What is expected →
From the line that includes "Objective — for every instance of the long" to the last line of the records, inclusive, repeat each line exactly.

────────────────────────────────────────

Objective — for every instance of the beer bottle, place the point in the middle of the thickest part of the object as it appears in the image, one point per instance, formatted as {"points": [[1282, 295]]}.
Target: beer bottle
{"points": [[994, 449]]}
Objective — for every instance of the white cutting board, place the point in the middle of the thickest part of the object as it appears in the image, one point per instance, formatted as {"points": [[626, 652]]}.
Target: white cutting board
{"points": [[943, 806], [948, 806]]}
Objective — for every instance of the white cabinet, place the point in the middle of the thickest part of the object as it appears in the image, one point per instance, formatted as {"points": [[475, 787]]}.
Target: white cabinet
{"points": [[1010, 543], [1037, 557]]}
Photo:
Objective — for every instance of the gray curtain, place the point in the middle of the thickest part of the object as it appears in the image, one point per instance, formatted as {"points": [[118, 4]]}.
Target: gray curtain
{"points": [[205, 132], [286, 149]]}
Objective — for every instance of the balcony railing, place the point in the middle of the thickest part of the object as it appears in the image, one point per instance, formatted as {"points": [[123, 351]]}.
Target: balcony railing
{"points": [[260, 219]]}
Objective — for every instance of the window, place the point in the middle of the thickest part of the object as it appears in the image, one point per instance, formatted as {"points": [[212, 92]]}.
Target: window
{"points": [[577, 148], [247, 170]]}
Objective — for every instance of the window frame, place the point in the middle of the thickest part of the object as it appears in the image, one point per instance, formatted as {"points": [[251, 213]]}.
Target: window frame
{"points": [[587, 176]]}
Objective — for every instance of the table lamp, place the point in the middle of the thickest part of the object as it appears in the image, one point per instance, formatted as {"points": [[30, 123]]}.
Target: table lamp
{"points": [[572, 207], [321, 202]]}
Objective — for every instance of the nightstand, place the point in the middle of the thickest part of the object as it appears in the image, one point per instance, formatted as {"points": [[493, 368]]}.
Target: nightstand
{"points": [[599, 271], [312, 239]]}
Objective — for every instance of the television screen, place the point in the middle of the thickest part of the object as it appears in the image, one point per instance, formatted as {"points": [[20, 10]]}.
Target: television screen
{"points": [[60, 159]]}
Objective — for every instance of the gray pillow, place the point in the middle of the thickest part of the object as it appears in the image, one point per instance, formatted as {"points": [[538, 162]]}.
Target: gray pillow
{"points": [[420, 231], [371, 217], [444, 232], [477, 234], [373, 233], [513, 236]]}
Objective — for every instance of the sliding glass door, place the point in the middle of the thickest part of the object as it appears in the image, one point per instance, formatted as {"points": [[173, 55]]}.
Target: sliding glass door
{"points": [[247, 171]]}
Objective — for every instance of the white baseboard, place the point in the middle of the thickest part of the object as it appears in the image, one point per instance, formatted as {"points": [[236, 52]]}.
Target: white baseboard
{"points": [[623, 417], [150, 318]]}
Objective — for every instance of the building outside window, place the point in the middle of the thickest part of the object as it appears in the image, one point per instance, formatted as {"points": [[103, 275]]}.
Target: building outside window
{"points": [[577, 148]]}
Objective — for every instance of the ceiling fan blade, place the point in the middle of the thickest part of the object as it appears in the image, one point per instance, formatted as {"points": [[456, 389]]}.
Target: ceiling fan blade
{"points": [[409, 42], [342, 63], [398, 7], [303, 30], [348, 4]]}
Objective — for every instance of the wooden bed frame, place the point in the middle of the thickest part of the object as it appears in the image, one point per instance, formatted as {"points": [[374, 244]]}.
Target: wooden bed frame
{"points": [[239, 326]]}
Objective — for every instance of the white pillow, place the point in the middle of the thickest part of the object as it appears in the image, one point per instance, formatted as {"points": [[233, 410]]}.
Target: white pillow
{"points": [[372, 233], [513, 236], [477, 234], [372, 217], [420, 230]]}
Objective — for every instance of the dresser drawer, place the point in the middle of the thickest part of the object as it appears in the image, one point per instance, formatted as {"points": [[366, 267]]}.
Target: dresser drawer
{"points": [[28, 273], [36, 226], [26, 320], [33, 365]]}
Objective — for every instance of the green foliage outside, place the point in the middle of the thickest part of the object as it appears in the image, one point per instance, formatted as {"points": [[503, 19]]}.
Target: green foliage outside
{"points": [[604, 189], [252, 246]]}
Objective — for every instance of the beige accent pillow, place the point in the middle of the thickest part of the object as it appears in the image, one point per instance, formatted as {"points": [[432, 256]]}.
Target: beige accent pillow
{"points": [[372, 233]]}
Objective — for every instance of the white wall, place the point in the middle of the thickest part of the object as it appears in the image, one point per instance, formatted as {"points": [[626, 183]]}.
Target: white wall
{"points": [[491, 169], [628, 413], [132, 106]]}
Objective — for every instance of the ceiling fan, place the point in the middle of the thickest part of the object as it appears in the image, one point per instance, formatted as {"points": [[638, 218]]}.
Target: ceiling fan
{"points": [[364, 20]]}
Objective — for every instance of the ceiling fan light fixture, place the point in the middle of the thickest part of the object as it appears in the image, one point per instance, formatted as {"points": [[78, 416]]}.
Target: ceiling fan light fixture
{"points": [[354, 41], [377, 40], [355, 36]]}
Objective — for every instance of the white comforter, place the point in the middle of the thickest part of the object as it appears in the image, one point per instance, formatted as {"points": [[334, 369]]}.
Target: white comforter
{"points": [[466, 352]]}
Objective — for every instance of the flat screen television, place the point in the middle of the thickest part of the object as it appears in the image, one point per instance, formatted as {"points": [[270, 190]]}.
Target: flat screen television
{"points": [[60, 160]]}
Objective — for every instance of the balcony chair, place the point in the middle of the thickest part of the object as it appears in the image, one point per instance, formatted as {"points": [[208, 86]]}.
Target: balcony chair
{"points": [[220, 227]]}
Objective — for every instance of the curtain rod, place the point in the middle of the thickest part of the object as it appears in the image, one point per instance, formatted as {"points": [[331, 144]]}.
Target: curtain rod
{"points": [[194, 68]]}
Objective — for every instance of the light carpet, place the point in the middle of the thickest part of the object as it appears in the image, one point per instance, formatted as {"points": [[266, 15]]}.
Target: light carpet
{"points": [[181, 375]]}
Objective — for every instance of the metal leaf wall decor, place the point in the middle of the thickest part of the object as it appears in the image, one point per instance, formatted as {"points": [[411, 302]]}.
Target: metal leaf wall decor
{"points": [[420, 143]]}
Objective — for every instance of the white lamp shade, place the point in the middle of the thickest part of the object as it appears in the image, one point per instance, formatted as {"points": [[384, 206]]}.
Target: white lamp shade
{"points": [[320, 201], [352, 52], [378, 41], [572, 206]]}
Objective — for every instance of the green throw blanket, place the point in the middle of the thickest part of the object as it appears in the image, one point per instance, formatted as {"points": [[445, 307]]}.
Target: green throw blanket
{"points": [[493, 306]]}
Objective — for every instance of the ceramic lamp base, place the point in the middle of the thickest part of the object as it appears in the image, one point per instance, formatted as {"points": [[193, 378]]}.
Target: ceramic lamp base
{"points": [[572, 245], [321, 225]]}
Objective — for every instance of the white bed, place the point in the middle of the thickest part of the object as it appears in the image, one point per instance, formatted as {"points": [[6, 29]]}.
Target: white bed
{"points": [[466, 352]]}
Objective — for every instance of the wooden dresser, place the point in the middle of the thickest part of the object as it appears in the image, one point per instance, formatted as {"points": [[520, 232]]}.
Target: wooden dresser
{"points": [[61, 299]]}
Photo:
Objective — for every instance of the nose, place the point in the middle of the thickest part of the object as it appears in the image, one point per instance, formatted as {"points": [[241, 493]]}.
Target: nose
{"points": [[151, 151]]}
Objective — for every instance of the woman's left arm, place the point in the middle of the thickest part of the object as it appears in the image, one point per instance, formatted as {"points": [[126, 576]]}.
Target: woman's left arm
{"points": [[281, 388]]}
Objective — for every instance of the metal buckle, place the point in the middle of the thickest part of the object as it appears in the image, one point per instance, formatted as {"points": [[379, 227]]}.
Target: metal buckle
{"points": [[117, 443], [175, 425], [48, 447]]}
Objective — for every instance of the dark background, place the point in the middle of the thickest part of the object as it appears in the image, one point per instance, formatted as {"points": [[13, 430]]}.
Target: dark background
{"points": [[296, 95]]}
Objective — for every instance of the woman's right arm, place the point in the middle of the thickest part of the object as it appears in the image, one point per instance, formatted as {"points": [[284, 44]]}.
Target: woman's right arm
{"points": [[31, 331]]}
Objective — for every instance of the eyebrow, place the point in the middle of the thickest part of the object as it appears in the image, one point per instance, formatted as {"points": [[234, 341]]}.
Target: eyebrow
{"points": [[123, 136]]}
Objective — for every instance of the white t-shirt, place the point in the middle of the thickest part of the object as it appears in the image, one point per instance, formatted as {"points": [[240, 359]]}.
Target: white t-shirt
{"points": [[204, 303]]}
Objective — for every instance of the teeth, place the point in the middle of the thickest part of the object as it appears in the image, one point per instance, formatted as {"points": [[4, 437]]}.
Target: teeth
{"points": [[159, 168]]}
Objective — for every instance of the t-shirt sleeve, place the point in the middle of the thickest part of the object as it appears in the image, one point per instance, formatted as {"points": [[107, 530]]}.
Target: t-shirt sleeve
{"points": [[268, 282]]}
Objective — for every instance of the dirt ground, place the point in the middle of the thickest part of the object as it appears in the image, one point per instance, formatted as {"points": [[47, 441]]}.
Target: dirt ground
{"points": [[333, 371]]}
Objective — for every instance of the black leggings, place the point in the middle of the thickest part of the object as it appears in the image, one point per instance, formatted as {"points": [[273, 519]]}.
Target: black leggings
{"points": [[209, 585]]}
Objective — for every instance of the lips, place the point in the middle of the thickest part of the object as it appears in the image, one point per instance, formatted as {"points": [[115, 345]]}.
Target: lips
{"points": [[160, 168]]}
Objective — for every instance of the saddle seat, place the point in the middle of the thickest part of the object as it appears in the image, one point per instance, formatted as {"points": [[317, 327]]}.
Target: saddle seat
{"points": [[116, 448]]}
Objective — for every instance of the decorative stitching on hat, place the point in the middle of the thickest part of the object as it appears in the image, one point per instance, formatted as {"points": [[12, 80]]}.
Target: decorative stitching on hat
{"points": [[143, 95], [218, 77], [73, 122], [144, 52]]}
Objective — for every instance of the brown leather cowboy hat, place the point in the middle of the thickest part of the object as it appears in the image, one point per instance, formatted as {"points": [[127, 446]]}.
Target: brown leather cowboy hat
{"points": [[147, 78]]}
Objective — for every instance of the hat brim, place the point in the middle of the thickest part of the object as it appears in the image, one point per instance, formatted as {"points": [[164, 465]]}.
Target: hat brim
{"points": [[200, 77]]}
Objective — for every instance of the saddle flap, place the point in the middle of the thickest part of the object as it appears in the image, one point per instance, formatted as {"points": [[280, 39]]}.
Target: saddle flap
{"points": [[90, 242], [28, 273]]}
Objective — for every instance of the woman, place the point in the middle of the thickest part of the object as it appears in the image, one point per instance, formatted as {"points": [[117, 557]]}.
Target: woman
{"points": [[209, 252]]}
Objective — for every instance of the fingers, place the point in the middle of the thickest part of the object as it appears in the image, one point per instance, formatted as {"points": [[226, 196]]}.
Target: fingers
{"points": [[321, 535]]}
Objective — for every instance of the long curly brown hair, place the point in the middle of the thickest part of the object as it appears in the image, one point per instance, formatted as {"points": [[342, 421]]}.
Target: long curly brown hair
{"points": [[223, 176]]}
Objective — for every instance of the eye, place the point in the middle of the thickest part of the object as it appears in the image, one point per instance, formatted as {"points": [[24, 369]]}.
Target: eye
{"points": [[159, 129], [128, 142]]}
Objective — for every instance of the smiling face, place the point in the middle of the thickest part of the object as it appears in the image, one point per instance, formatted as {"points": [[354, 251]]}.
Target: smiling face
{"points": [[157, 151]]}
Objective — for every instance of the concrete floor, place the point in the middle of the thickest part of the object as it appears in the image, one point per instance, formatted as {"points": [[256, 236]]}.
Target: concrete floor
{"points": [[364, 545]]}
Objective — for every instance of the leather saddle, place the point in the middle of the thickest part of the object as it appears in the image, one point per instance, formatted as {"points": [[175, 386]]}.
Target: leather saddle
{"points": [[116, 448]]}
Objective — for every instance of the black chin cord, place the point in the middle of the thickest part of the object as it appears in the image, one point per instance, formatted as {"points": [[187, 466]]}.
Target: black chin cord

────────────────────────────────────────

Task answer →
Objective — for every instance of the long curly brown hair, place the point in the middle of the thickest part of the object as it appears in the image, one point per instance, formatted as {"points": [[342, 421]]}.
Target: long curly brown hair
{"points": [[223, 176]]}
Objective — for every instance of the eye, place the point in the middle of the thickest part of the object as it appears in the image, one point per instance, formatted as {"points": [[24, 369]]}.
Target: eye
{"points": [[159, 129], [128, 142]]}
Objective — for every instance of the smiling face, place the point in the middle of the thickest part of the object as it appears in the image, one point per instance, formatted as {"points": [[354, 251]]}.
Target: smiling face
{"points": [[157, 151]]}
Objective — for every instance of the concrete floor, place the point in the middle of the thickest part of the object as it appears in the image, one point per instance, formatted as {"points": [[256, 236]]}.
Target: concrete floor
{"points": [[364, 545]]}
Objective — for every instance of the leather saddle, place the point in the middle of the thickest part of the object as it appears in the image, one point per instance, formatted as {"points": [[175, 386]]}.
Target: leather saddle
{"points": [[116, 448]]}
Objective — for every instance of the black chin cord, place the point in the middle of the thickest part of the object as it appears in the image, one point per instance, formatted as {"points": [[187, 466]]}.
Target: black chin cord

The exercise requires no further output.